* START Entries shown *

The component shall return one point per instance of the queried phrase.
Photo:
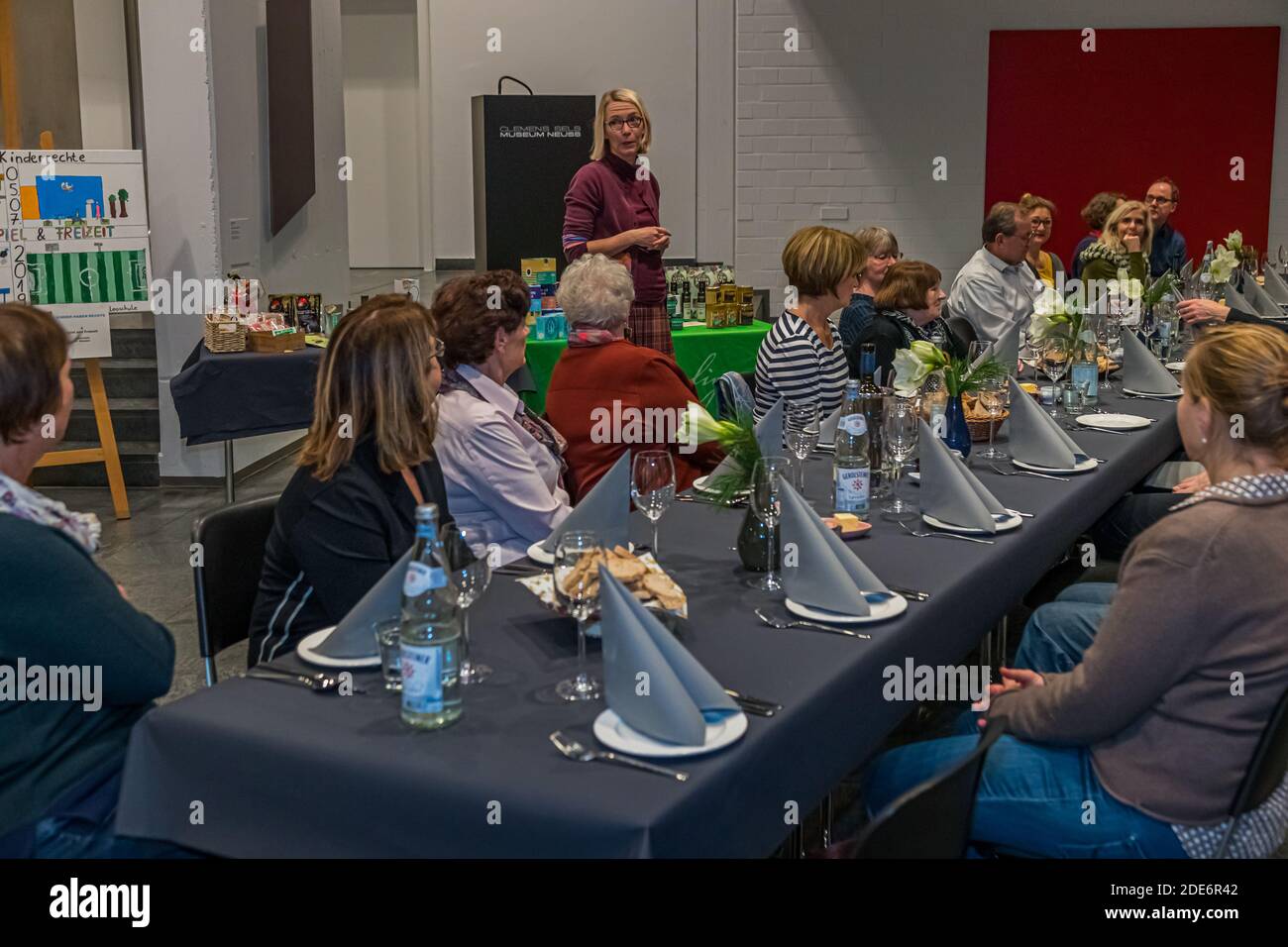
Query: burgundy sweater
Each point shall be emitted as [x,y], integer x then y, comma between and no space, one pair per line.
[605,198]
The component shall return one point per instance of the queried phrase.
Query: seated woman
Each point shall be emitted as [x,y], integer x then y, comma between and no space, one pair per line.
[1124,245]
[910,307]
[802,357]
[349,512]
[60,766]
[880,249]
[601,377]
[503,466]
[1124,697]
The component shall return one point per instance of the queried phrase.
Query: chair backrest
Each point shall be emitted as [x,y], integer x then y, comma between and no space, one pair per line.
[227,579]
[931,819]
[734,395]
[1269,763]
[962,330]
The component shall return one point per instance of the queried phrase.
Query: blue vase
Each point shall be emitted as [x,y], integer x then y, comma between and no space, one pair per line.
[956,433]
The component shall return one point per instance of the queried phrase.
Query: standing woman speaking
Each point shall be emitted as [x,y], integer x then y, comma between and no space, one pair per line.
[612,209]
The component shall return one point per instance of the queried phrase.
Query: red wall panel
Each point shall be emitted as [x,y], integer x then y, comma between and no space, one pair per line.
[1065,124]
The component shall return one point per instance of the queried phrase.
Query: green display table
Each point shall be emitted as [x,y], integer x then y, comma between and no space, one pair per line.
[703,354]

* END Entries shown *

Set down the complete material exactly, but do not include the images.

## Full solution:
The component shall return one point per instance of the queried phrase.
Photo:
Query: burgundy sweater
Each point shall be emitted as [x,y], integer x then y, comma between and no space, one pair per line.
[605,198]
The component shall return one point per instance of the queried phrase.
Query: seated woman
Each point shall be emitted as [x,y], integer x then y, comma between and no space, one pair per line.
[1124,245]
[910,307]
[802,357]
[349,512]
[60,766]
[880,249]
[601,377]
[503,466]
[1124,697]
The component shall return one point per instance of the queried phrase.
Query: chair backrest
Each point shall be emitted as [x,y], integer x then y, comma between and no space, one pair per line.
[227,579]
[931,819]
[734,395]
[1269,763]
[962,330]
The component shall return one point per instance of the queried phrase.
Query: blue vase
Each point shall be emitted as [x,y], integer x then y, comma between and no space, one pair per line.
[956,433]
The component shall return one point per instance of the queried phrase.
Query: standing woman speaking
Each point shall be emitted as [x,y], integer x then y, comma between and no space, one pair per line.
[612,209]
The component shall return one point per instance of the queried phrase.
Query: red wall panel
Each point shall be emitted as [x,y], integer x then y, comma between and no space, one pair per line.
[1065,124]
The component shall return one point per instance of the queried phrase.
Query: green display table
Each point shall be emitted as [x,y], integer x then y, comma between and no space, one pair per line.
[703,354]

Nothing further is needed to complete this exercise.